• [Questions]:
1. In the extract on information management, write out the passage starting at "Data quality: the" and ending at "always so straightforward.".
2. Extend the article on information management and data quality from its final sentence onward.

• [Extract]:
That is no mean feat. As Accenture’s Gallagher points out there are actually a shrinking number of IT professionals equipped with the skills to handle many of the complexities of information management – the building of database schemas, the categorisation of data, the definition of taxonomies and so on. “This goes beyond strategy. We are running out of people when it comes to this [implementation] phase of the work,” he says. The scarcity of professionals with skills necessary to drive an information management programme has encouraged many organisations to pass implementation of their information management strategies to third-party partners. That judgement call depends on the complexity of the existing information infrastructure.
But what is not in question is the need to make the existing information infrastructure more valuable to the business.
Data quality: the perennial problem
The vast majority of today’s businesses have sunk untold millions into their business applications. But getting reliable information from these systems is not always so straightforward.
Take consumer packaged goods giant Unilever, for example: it uses German business applications company SAP’s enterprise resource planning (ERP) software platform across its global business. The complexity of Unilever’s operations has meant that the SAP product needed to be implemented in 112 slightly different ways. Each of those instances makes the consolidation of company-wide data that little bit harder.
As companies standardise and consolidate, they frequently find they have a data quality problem, says Bill Swanton of analyst company AMR Research. “High data quality is necessary to make ERP work and the elimination of redundant data is necessary to capitalise upon the company’s global clout.”
But there are two stages to that elimination. First, organisations need to cleanse their existing data or data they are importing; then they need to start defining data from one central point so that its structure is consistent across all related databases.

Images for object localization
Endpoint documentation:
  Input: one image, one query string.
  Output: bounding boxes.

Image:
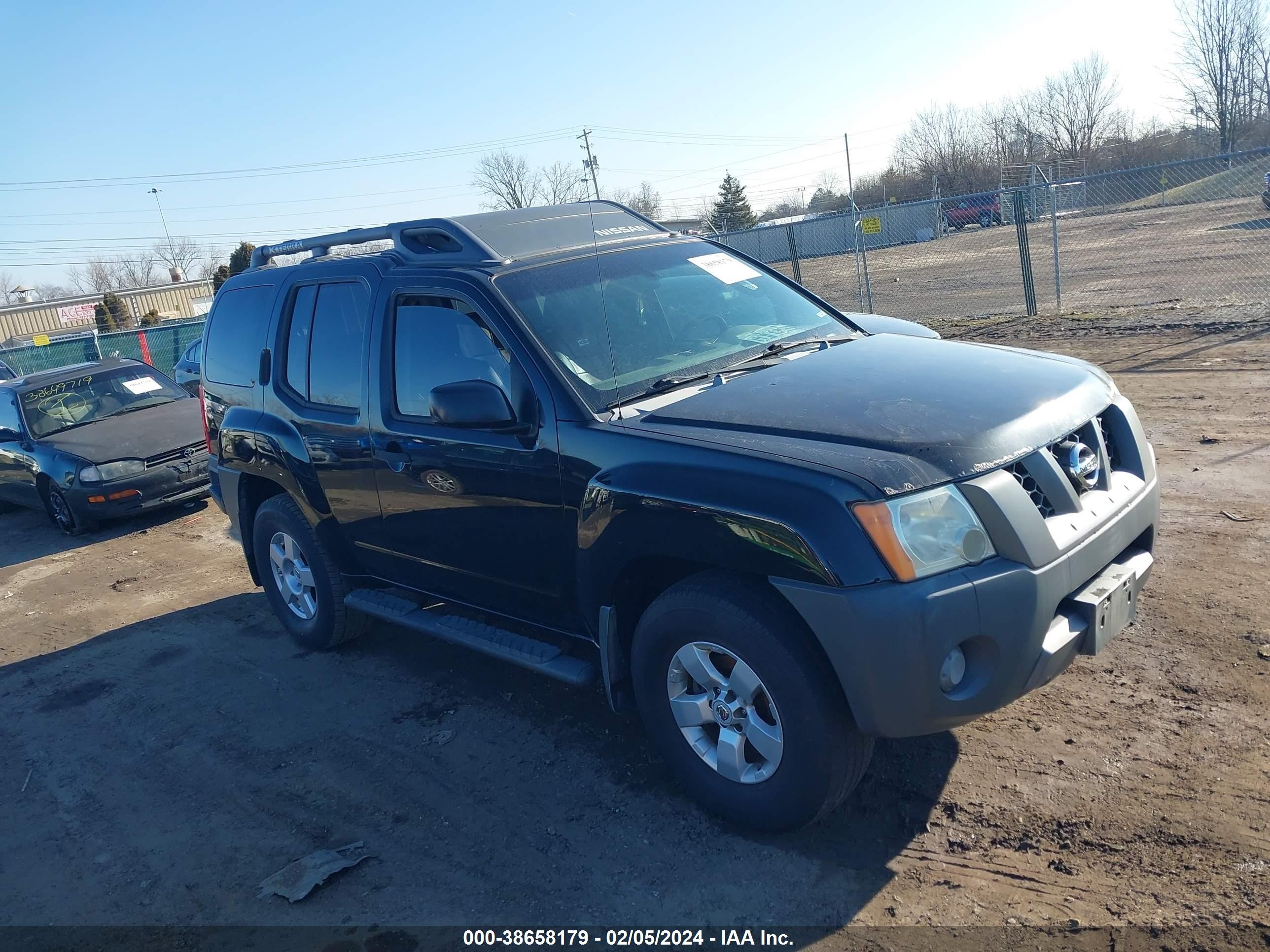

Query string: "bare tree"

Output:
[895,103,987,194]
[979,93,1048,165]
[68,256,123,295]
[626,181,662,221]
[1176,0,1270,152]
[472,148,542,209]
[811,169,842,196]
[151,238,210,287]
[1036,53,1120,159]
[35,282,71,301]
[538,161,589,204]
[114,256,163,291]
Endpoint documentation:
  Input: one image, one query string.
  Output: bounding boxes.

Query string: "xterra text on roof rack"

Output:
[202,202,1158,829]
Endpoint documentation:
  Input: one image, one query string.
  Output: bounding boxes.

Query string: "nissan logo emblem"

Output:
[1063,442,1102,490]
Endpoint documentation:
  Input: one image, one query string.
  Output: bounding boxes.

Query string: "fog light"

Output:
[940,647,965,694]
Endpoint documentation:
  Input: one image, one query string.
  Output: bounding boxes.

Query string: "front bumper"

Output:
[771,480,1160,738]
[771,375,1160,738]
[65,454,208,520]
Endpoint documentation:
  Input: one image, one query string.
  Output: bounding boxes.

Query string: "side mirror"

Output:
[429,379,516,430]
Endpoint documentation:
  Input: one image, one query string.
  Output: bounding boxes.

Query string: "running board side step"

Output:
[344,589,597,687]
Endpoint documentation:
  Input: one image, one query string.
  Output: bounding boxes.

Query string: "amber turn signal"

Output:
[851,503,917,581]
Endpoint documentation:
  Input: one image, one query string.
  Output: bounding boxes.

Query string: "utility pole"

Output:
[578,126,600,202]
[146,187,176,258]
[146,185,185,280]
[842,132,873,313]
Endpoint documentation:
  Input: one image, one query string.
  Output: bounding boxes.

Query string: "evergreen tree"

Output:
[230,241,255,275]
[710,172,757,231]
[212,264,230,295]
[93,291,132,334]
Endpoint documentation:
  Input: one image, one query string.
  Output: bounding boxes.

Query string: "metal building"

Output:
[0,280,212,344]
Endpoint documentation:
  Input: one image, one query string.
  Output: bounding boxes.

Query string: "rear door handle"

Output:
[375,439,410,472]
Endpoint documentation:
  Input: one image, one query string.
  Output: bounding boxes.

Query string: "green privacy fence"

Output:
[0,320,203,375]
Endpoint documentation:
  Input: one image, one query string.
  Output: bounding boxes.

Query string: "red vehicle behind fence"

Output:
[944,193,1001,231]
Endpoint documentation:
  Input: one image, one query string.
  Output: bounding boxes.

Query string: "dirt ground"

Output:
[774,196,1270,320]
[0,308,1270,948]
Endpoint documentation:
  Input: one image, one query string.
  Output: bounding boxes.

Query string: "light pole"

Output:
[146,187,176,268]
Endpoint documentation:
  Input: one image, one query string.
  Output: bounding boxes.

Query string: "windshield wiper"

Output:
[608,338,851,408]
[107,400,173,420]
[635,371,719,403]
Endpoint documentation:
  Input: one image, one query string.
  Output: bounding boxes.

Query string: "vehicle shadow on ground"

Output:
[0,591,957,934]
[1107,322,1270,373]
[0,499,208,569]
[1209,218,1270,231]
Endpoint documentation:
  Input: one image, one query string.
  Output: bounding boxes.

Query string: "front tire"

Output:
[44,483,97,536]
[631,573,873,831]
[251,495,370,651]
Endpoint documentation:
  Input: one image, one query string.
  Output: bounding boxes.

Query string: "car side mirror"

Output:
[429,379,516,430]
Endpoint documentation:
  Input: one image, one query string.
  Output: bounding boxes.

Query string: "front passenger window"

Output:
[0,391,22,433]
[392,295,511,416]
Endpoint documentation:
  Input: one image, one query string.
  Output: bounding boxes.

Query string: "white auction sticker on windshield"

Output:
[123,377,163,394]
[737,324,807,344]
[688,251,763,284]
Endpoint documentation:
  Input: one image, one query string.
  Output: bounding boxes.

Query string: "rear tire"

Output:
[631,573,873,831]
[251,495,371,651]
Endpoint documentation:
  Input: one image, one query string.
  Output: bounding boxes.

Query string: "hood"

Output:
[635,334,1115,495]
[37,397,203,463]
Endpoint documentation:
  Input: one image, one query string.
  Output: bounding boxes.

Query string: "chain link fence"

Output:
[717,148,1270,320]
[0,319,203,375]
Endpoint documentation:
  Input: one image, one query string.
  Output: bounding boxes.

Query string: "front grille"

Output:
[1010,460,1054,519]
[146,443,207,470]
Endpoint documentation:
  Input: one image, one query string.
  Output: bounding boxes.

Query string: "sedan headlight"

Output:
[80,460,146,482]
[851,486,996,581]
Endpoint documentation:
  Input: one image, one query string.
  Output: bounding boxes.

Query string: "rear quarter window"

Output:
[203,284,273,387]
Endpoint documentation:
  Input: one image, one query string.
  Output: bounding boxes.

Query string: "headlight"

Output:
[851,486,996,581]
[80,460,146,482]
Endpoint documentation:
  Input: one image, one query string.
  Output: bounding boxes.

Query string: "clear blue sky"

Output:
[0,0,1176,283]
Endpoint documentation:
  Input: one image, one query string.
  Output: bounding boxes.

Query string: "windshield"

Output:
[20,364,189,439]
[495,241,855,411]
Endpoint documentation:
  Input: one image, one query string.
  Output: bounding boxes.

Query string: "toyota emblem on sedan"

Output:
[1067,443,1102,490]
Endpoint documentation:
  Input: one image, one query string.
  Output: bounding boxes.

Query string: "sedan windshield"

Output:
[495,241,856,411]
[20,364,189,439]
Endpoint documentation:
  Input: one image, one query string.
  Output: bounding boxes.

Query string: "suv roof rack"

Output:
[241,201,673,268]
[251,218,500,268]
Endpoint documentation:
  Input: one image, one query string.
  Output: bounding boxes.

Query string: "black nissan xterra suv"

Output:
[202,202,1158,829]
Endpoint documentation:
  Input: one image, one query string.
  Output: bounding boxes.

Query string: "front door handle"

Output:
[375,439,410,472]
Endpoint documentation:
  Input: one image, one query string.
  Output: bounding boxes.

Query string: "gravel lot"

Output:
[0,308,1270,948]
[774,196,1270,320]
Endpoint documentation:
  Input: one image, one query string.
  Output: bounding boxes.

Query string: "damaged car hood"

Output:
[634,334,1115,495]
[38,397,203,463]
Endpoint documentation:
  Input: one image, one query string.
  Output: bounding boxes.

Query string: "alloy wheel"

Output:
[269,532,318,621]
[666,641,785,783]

...

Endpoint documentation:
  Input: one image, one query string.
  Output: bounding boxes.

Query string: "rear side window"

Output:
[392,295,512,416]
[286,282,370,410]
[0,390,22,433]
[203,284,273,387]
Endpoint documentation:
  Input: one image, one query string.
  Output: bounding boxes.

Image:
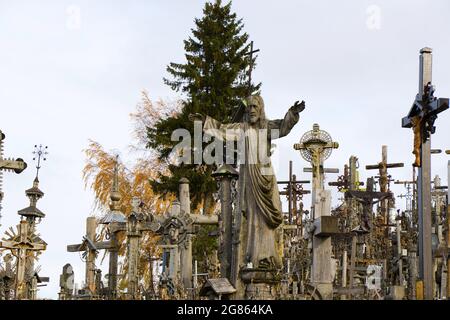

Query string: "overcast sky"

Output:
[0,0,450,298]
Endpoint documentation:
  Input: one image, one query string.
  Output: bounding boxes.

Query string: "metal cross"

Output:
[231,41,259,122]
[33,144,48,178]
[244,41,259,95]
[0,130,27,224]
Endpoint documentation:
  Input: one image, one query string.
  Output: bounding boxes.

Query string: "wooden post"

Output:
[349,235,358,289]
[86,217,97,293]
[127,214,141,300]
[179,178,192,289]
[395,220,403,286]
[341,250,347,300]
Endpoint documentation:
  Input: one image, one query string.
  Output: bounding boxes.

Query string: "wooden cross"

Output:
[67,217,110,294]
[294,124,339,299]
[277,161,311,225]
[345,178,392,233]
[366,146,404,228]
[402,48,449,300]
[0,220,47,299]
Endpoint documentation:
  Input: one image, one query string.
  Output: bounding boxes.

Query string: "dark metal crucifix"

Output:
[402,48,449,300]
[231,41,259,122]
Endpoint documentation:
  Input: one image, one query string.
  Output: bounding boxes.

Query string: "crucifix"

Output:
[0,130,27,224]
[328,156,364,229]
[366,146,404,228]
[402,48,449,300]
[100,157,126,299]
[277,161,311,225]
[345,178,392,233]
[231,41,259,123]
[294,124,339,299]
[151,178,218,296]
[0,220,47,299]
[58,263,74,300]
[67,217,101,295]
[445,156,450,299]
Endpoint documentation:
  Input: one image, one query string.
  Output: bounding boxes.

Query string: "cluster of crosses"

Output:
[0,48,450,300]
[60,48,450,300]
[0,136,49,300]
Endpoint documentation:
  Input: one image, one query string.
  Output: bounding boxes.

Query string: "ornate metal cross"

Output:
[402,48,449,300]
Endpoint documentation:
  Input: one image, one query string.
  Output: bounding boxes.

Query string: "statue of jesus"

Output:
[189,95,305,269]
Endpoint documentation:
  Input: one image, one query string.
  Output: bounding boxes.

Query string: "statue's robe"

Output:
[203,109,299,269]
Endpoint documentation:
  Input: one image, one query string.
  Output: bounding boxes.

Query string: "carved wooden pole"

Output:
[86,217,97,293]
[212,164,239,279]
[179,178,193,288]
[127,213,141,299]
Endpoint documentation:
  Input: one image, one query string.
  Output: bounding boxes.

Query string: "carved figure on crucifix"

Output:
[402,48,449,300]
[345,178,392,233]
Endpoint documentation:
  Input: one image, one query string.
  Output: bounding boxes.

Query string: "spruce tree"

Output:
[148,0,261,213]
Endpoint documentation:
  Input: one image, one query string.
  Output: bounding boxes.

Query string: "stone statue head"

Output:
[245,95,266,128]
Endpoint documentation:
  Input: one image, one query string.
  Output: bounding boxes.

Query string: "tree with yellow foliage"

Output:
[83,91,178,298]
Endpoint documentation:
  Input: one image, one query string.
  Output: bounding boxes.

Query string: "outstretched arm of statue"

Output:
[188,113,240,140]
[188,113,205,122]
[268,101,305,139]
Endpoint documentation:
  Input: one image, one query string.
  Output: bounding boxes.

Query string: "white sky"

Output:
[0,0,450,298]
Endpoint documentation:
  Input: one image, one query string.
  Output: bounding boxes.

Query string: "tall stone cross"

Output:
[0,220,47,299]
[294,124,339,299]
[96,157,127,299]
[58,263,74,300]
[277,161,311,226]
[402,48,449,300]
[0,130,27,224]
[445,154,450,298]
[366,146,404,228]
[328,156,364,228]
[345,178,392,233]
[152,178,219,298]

• [Replies]:
1.
Data quality: the perennial problem
The vast majority of today’s businesses have sunk untold millions into their business applications. But getting reliable information from these systems is not always so straightforward.

2.
The value of business information is undermined entirely if the data being analysed is inaccurate, incomplete or inconsistent. The extent of the problem is so severe that industry analyst group Gartner predicts that through 2007, more than half of all data warehouse projects will have limited acceptance, or be outright failures, as a direct result of a lack of attention to data quality issues
Stephen Brobst, chief technology officer at NCR’s Teradata data warehousing unit, says: “In my experience, no matter how bad people say their data is, it’s worse.”
UK-based bank Lloyds TSB calculated that poor data quality was costing the UK bank £200 million ($300 million). As a result, says Amanda Hughes, senior manager of wholesale data management at Lloyds TSB, she was granted the budget she needed to improve matters.
But that is the firefighting. The aim is to keep the data clean, and one key mechanism is master data management (MDM). By defining changes to data in one place and then rippling that through to relevant databases, MDM’s combination of business processes and technology ensures that key data (customers, suppliers, products, employees and so on) is current, consistent and accurate across the enterprise.